▽

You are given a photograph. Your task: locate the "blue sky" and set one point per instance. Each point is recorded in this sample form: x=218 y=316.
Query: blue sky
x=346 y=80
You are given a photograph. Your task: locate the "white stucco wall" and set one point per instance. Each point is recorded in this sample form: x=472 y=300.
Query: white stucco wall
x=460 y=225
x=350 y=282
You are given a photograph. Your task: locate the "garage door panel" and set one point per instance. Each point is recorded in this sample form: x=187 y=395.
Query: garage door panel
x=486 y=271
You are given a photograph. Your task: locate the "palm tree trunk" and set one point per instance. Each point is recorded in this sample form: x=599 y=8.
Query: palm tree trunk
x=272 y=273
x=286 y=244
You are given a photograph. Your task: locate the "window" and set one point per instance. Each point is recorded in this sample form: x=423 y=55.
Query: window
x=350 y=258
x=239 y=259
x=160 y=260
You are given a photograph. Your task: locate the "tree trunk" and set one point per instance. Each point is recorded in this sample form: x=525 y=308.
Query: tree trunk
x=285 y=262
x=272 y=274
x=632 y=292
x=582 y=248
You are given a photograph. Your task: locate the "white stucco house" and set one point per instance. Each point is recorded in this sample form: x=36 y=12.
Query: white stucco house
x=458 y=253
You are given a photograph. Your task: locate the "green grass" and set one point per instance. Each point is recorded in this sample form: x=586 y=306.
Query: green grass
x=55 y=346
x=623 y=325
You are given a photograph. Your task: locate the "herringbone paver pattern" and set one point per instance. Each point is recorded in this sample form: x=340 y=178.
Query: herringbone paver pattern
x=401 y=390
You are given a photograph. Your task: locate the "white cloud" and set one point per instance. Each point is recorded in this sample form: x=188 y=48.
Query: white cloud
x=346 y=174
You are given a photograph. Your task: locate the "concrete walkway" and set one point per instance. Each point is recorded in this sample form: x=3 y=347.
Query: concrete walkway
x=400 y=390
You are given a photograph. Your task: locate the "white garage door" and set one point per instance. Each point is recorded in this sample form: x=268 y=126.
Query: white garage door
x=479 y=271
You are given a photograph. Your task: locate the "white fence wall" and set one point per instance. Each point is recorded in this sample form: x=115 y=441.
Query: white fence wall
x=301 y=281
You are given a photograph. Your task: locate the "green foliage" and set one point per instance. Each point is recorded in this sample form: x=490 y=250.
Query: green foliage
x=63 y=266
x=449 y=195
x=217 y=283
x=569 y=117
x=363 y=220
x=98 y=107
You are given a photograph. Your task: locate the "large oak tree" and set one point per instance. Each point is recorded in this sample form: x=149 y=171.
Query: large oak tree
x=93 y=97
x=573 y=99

△

### [EXERCISE DETAILS]
Copy every one of the rows above, character for character, with nothing added, dropped, or changed.

### [CORRECT RESULT]
You are given a photograph. Your task: locate the "blue sky" and set one point per instance. Each point is recorded in this sample form: x=218 y=316.
Query: blue sky
x=346 y=80
You are given a photograph. Your task: locate the "white stucco wall" and set one point per instance. Each point is recorded in this sample form: x=472 y=300.
Query: white stucco wall
x=460 y=225
x=350 y=282
You are given a photograph. Your task: locate the "garage door panel" and set one point per instance. Each point is recorded in this sample form: x=187 y=395.
Query: garage door panel
x=486 y=271
You are given a photograph. Your task: locate the "palm tree trunk" and set one point per instance. Each point is recorded in this sample form: x=599 y=8.
Query: palm tree trunk
x=272 y=273
x=286 y=244
You are given a photograph. Your task: locate the "window" and set one point per instance. Each point is recorded in this sample form: x=423 y=55.
Query: window
x=350 y=258
x=239 y=259
x=160 y=260
You are given a photograph. Your task: locate the "tree trunk" and set one point per instance. Each point is recorded in this sample form: x=525 y=308.
Query: tree trunk
x=285 y=262
x=272 y=274
x=632 y=292
x=582 y=248
You are given a photograph. Your task: locate the "white stucco house" and set one point per instance. Each point is recorded in this sample form: x=36 y=12.
Query: white stucco house
x=458 y=253
You are given a photograph. Your task: locate the "green grass" and set one point per instance. Each point is recorded in this sample form: x=586 y=306.
Query: green grass
x=55 y=346
x=623 y=325
You are given a photograph. Your task: locate the "herringbone paver pattern" and set one point per instance. Each point is recorded in this sample form: x=340 y=178.
Query: herringbone paver pattern
x=401 y=390
You are given a photograph. Your task: locate the "white cloud" and set one point per instance. Each point is recorded in this sample form: x=188 y=48.
Query: white cloud
x=346 y=174
You are given a photograph. Your task: locate the "concrete walkway" and set one point per instance. Each point is recorded in this sample form: x=3 y=347.
Query: concrete walkway
x=400 y=390
You are given a photograph. Your task: locate the "white garage door" and set one point per instance. Each point is recorded in this sample form: x=268 y=126.
Query: white garage door
x=479 y=271
You are given a photograph. Your task: locate the "white fence wall" and set one point per instance. Each point is recorded in this sample form: x=115 y=441.
Query: white fence wall
x=301 y=281
You are given a photograph. Your task: locate the "green foliage" and set one point per instance. Each point is recorded in this sample form: x=490 y=250.
Query: green foliage
x=63 y=266
x=449 y=195
x=217 y=283
x=569 y=117
x=363 y=220
x=98 y=107
You are given a photograph. Your task: locate the "large oak tree" and set one point per instance. Each point is recorded in this sample form: x=149 y=171.
Query: large oak tree
x=93 y=97
x=573 y=99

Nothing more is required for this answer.